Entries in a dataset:
+ + + + +

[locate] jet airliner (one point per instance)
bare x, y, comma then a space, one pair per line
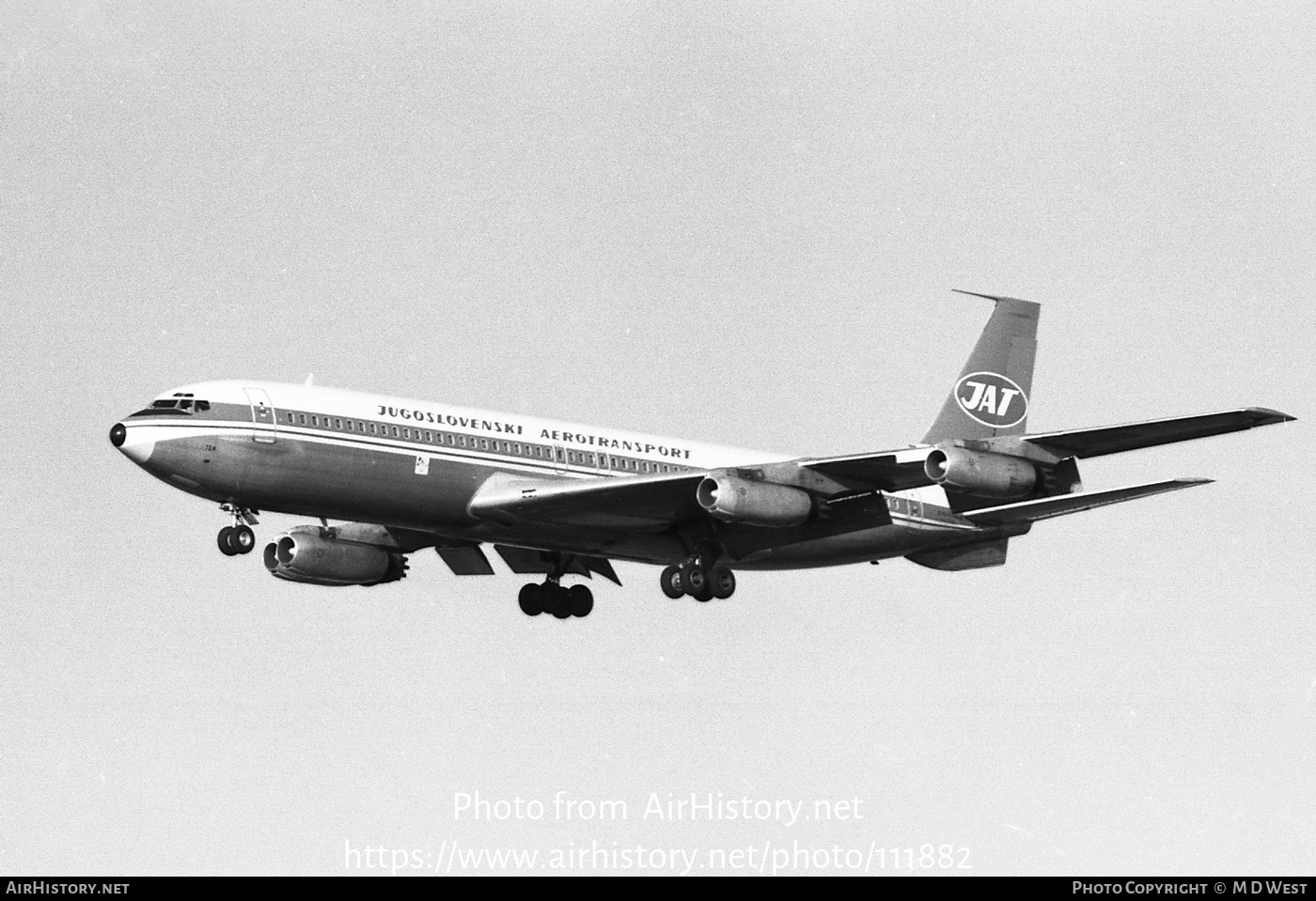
561, 500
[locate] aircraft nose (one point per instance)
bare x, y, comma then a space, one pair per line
132, 443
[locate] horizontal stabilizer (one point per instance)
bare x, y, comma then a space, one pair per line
1045, 508
885, 471
1116, 438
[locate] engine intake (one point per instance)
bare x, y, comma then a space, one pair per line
982, 474
754, 503
320, 558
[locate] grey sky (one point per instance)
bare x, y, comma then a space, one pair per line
724, 221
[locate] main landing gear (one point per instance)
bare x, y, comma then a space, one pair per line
553, 598
237, 538
700, 578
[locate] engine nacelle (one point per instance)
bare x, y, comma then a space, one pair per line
754, 503
982, 474
319, 556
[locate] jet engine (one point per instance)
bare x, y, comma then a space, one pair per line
319, 556
982, 474
753, 503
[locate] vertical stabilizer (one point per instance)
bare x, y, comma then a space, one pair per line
993, 392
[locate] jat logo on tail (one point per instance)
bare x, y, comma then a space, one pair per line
991, 398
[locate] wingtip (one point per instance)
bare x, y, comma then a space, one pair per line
1266, 416
997, 299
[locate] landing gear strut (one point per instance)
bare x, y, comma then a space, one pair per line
237, 538
553, 598
699, 576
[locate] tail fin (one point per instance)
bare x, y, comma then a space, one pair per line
991, 395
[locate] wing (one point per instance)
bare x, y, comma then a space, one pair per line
1116, 438
653, 503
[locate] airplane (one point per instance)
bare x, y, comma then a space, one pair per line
559, 499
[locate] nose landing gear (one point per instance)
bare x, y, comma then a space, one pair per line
237, 538
553, 598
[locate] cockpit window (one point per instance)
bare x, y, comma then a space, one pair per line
180, 404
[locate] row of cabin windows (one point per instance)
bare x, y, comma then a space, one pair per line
451, 440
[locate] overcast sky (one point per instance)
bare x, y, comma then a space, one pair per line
727, 223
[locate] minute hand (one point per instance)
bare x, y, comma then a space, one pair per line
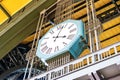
58, 34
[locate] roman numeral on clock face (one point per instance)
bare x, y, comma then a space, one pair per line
64, 43
51, 32
70, 36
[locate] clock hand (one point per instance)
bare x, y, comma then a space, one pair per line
58, 34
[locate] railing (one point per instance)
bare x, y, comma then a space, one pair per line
71, 67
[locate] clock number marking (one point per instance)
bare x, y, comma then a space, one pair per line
64, 43
49, 50
46, 38
56, 48
44, 49
51, 32
43, 44
73, 30
70, 36
59, 27
70, 26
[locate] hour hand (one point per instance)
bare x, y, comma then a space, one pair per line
59, 36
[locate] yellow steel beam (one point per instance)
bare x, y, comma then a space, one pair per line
3, 16
13, 6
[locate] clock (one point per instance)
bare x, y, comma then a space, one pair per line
62, 38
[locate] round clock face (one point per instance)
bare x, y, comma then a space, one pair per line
58, 38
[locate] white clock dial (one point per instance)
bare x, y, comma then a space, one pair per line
58, 38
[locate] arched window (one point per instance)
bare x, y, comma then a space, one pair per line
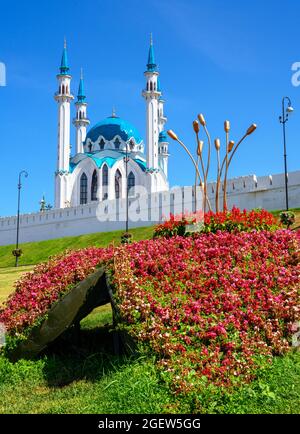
131, 184
105, 175
102, 143
94, 187
118, 180
83, 189
117, 143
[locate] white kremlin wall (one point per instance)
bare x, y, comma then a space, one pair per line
247, 192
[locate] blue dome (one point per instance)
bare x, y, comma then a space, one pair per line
111, 127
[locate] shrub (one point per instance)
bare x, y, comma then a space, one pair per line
213, 307
38, 290
177, 225
287, 218
229, 221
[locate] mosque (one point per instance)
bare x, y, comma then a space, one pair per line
112, 151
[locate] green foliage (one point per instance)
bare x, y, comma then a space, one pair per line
287, 218
37, 252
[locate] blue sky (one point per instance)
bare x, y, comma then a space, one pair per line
229, 60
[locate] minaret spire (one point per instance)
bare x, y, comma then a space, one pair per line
63, 98
151, 65
81, 121
81, 94
64, 66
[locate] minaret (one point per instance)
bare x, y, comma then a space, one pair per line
81, 121
63, 97
161, 117
163, 144
151, 95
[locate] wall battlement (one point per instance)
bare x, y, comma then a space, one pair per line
245, 192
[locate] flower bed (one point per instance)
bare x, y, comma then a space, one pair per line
212, 307
229, 221
38, 290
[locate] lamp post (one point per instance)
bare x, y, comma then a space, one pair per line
17, 252
283, 119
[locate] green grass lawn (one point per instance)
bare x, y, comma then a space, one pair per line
91, 379
34, 253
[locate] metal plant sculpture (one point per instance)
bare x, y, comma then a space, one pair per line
230, 150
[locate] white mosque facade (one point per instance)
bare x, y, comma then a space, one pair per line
112, 150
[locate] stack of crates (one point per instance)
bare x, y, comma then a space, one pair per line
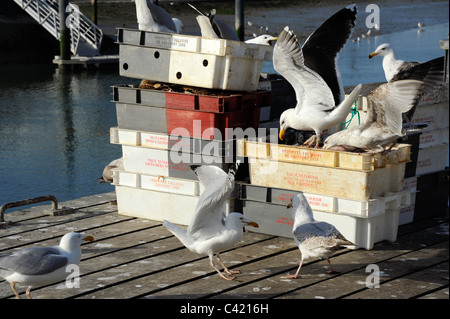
360, 194
163, 132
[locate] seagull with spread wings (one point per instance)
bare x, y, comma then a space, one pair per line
312, 71
210, 230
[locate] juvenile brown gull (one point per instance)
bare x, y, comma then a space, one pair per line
37, 266
210, 230
312, 71
395, 70
314, 239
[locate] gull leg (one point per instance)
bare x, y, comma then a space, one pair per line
229, 272
331, 271
219, 272
13, 287
295, 276
28, 292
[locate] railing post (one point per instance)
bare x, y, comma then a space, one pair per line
64, 36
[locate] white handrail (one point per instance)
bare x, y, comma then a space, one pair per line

+ + + + +

To be done: Update the entries above by changing every "one point per instance" to "one point for each instance" and keeping everything else the same. Leave the pictures out of your answer.

Solution for this task:
[locate] jet airliner (one point for each instance)
bare x, y, comma then a space, one pair per line
561, 500
[locate] aircraft nose (one point for each instance)
bare x, y, comma then a space, one pair per line
132, 443
[locate] horizontal stabilizer (one point for each instance)
bare x, y, comma then a space, one pair per line
1045, 508
885, 471
1116, 438
[locate] engine intake (one point for each instance)
bare x, y, comma then a space, one pair per line
982, 474
754, 503
320, 558
[locate] grey sky (one point for each instance)
bare x, y, comma then a space, one pair per line
724, 221
[locate] main landing gear (one point for each instance)
bare x, y, comma then a space, one pair per line
553, 598
237, 538
700, 578
[locate] engine nacelle (one point for each instance)
bare x, y, comma then a space, one pair per line
754, 503
982, 474
319, 556
[locate] jet engine (one point for each instance)
bare x, y, comma then a space, one pair per line
319, 556
982, 474
753, 503
[locate] vertical stabilizer (one point for each instance)
bare x, y, comma then a space, one pair per line
993, 392
[locate] jat logo on tail (one point for each instance)
bare x, y, comma then a space, one pair per line
991, 398
[locate] wingtip (one point for each instance)
bare x, y, comma then a space, one pair per line
1266, 416
997, 299
[locate] landing gear strut (one point for each instance)
bare x, y, comma then a space, one pair per line
237, 538
553, 598
699, 576
[locate] tail fin (one point for each instance)
bare x, y, comma then a space, one pair per line
991, 395
[locate] wing (one point for each instance)
bare x, y, comma then a space, one pair per line
1116, 438
653, 503
[locate] airplane (one point for each instance)
bare x, y, comma then a space, one pair per line
559, 499
[locate] nose landing gear (one point for each instance)
bare x, y, comma then a space, one pair per line
237, 538
553, 598
[locate] cockpit window (one point for each instance)
bare x, y, comma then a space, one pair per line
180, 404
[locate] row of cabin windows (one point for each instance)
bare x, y, comma then a space, one pair per line
451, 440
[locate] overcast sky (one point for each instance)
bare x, y, comma then a space, one pair per line
727, 223
[locate] minute hand (one point for each instance)
bare x, y, comma then a space, one pair per line
58, 34
[locate] roman numeral on clock face (one point for each instance)
bare x, y, comma then a space, one pair per line
64, 43
51, 32
70, 36
[locate] clock hand (one point for each instance)
bare x, y, comma then a space, one pair per line
58, 34
[locate] railing (one point for each instance)
bare x, y, comma then a space, one pair per line
71, 67
[locate] clock number marking (one point for each instance)
bare x, y, comma then a space, one pair per line
64, 43
49, 50
46, 38
56, 48
44, 49
51, 32
43, 44
73, 30
70, 36
59, 27
70, 26
[locate] hour hand (one point for each instance)
bare x, y, comma then a space, one pair per line
59, 36
[locate] yellow steel beam (one point for each instance)
bare x, y, comma then a space, one pair per line
3, 16
13, 6
[locate] clock (one point for each instance)
bare x, y, comma then a space, one pair per line
62, 38
[locate] round clock face (one point for each instance)
bare x, y, comma then a space, one pair per line
58, 38
[locate] white clock dial (one point for each instance)
bare x, y, comma then a space, one pair per line
58, 38
[locate] arched window (one point for each instance)
bare x, y, comma then a space, one pair per line
131, 184
105, 175
102, 143
94, 187
118, 180
83, 189
117, 143
[locate] white kremlin wall (one point for each instance)
bare x, y, comma then a space, one pair per line
247, 192
[locate] blue dome (one point for each instance)
bare x, y, comma then a space, one pair per line
111, 127
[locate] shrub (one point for each instance)
bare x, y, comma then a space, one pair per line
213, 307
38, 290
177, 225
287, 218
229, 221
[locate] mosque (one point for each instance)
bare x, y, comma then a space, one pair per line
112, 151
[locate] green foliage (one point for each instance)
bare x, y, comma then a space, one pair per line
287, 218
37, 252
[locate] blue sky (one point for each instance)
bare x, y, comma then a space, one pair per line
229, 60
[locate] minaret spire (one point for each instance)
bare x, y, comma then a space, one pair per line
63, 98
151, 65
81, 121
81, 94
64, 66
[locate] minaret (one point for each instance)
bare x, y, comma then a space, one pair per line
81, 121
63, 97
161, 117
163, 144
151, 95
[locate] wall battlement (one point for each instance)
bare x, y, comma then a space, one pair per line
245, 192
[locate] flower bed (one point for each instance)
bare x, y, comma then a space, one pair per line
212, 307
229, 221
38, 290
[locate] lamp post (one point for each instance)
bare x, y, comma then a space, one pair per line
17, 252
283, 119
[locate] green grass lawn (one point for each instance)
bare x, y, comma then a space, one pair per line
91, 379
34, 253
[locate] metal plant sculpture (one point for each instance)
bare x, y, comma then a space, one pair per line
230, 150
[locate] white mosque facade (one point for each instance)
bare x, y, comma then a space, one pair per line
112, 150
[locate] stack of crates (one point for each instance)
bare x, y, comma then a space, one pair per line
360, 194
163, 132
[locate] seagull with spread wings (one point for each instance)
bare x, y, comma then a space, one pair per line
312, 71
210, 230
[locate] juvenile brown gull (one point for each instance)
bare x, y, comma then a space, one pair per line
37, 266
210, 230
312, 71
395, 70
314, 239
[locate] gull leg (one point for each instance)
bare x, y, comma then a space, one pair per line
229, 272
331, 271
219, 272
13, 287
295, 276
28, 292
[locate] railing post (one point for each instance)
bare x, y, comma then a space, one pair per line
64, 36
[locate] white handrail (one point for each instance)
bare x, y, comma then a space, one pair per line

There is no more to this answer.